BEGIN DATA SECTION

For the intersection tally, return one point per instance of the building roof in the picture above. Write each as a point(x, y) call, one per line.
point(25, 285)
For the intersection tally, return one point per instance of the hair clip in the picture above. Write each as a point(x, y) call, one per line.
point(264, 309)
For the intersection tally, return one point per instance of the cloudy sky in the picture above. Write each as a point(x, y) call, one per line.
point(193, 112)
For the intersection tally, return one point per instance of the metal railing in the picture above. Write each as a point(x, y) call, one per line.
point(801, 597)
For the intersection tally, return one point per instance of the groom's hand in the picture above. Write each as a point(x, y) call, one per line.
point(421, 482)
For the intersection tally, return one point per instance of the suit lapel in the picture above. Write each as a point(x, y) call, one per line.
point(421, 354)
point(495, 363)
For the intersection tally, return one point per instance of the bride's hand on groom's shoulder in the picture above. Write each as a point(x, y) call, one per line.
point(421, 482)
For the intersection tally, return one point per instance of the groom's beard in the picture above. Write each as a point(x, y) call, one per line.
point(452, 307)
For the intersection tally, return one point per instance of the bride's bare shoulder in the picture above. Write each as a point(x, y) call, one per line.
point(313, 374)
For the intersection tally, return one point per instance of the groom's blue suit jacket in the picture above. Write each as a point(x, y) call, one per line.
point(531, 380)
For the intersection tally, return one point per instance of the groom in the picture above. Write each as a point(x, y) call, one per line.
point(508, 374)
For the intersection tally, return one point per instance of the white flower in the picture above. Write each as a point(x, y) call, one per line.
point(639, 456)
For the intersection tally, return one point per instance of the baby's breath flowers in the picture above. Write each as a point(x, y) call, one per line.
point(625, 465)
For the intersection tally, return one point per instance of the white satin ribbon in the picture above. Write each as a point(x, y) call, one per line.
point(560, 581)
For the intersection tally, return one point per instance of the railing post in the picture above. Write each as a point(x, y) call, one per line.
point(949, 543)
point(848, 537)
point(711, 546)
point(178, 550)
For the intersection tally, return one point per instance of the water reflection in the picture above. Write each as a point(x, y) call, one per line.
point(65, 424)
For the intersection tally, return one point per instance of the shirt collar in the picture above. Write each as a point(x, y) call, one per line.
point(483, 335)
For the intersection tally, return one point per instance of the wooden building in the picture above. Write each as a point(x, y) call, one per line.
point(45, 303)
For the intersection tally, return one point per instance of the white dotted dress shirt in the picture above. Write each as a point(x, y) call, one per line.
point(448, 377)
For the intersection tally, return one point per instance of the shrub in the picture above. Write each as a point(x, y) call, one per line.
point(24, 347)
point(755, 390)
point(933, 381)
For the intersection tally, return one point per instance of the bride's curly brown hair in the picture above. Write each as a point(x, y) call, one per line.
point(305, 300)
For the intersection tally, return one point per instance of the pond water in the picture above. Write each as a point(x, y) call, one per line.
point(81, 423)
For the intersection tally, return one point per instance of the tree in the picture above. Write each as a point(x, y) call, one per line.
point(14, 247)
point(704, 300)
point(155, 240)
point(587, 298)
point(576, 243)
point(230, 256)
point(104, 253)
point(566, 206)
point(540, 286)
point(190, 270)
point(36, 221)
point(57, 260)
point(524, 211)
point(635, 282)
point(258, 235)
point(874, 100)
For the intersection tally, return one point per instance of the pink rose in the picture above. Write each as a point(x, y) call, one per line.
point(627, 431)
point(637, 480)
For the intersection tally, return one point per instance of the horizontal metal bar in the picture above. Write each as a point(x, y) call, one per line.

END DATA SECTION

Can you recast every line of the listing above as a numbered list, leaving out any blank lines?

- ANSWER BELOW -
1. For the intersection tally, return one point per instance of the building roof in the picture above. Write each as a point(x, y) call, one per line.
2. point(25, 285)
3. For the intersection tally, return one point per instance of the hair clip in the picture above. Write each as a point(x, y) call, one per line.
4. point(264, 309)
5. For the intersection tally, return one point per instance of the cloudy sky in the picture above. Write each as a point(x, y) call, one per line.
6. point(193, 112)
7. For the intersection tally, return one point per instance of the metal railing in the picture above. Write each as a point(x, y) call, one per line.
8. point(801, 597)
9. For the intersection tally, return one point per instance of the groom's hand in the picture above. Write each as a point(x, y) call, one per line.
10. point(421, 482)
11. For the intersection tally, return one point per instance of the suit lapel in the picture above. Write each as a point(x, y) call, one per line.
12. point(421, 354)
13. point(495, 363)
14. For the intersection tally, return one point per instance of the bride's hand on groom's shoulder in the picture above. Write each as a point(x, y) call, one per line.
15. point(421, 482)
16. For the intersection tally, return one point per instance of the groom's beard in the picture above. Write each as a point(x, y) call, one per line.
17. point(452, 307)
18. For the intersection tally, return one point per instance of the bride's bare shoulder in the picture above. Write each as a point(x, y) call, one per line.
19. point(313, 374)
20. For the intersection tally, return one point per instance of the groom's blue suit jacket in the picture above. Write each as a point(x, y) call, one per line.
21. point(531, 380)
22. For the intersection tally, return one point per instance of the groom in the picture above. Write each as a point(x, y) call, one per line.
23. point(508, 374)
24. For the intersection tally, return one point per instance of the white flower in the picture above. Write each as a point(x, y) call, one per line.
25. point(639, 456)
26. For the intersection tally, return one point per instance of the baby's breath flowers in the picture above. Write each as a point(x, y) call, one per line.
27. point(625, 465)
28. For the intersection tally, return one point per instance of the white satin ribbon in the picture above. Write each as a point(x, y) call, one per line.
29. point(560, 581)
30. For the intersection tally, return one point per instance of the railing post in the picture above. Write each as a point(x, y) call, one per line.
31. point(949, 543)
32. point(848, 537)
33. point(711, 546)
34. point(178, 550)
35. For the intersection tally, return one point per instance of the water reflection in the picture above. Write each as a point(x, y) call, one per line.
36. point(65, 424)
37. For the intersection tally, return one point per instance of the shirt collar in the picture above. Write each as a point(x, y) call, one per line.
38. point(483, 335)
39. For the intersection tally, return one point per instance of the wooden building in the picture above. Write each as a point(x, y) call, one per line.
40. point(45, 303)
41. For the intersection tally, return one point per instance of the white dotted dress shirt in the picture above. Write each as a point(x, y) call, one per line.
42. point(448, 377)
43. For the intersection tally, return one point per instance of the shrub in the picture above. Write each as a point(x, y) call, one per line.
44. point(24, 347)
45. point(755, 390)
46. point(933, 381)
47. For the intersection tally, return one point per instance of the bride's curly brown hair in the picture above. Write each as a point(x, y) call, one per line.
48. point(305, 300)
49. For the intersection tally, return one point per instance of the pond water in the picture above. Write each as a point(x, y) call, one per line.
50. point(81, 423)
51. For the intersection tally, return one point per instance of the tree in the picture above. Write each as a point(x, y) call, one per line.
52. point(14, 247)
53. point(704, 300)
54. point(155, 240)
55. point(587, 298)
56. point(576, 243)
57. point(230, 256)
58. point(104, 253)
59. point(566, 206)
60. point(540, 286)
61. point(190, 270)
62. point(36, 221)
63. point(57, 260)
64. point(524, 211)
65. point(635, 282)
66. point(258, 235)
67. point(874, 100)
68. For the intersection tally, return one point per instance of the pink rose in the picture above. Write each as a point(x, y) call, one per line.
69. point(627, 431)
70. point(637, 480)
71. For the intersection tally, return one point per instance of the horizontal metal bar in the picture above. Write each as a point(x, y) call, one per line.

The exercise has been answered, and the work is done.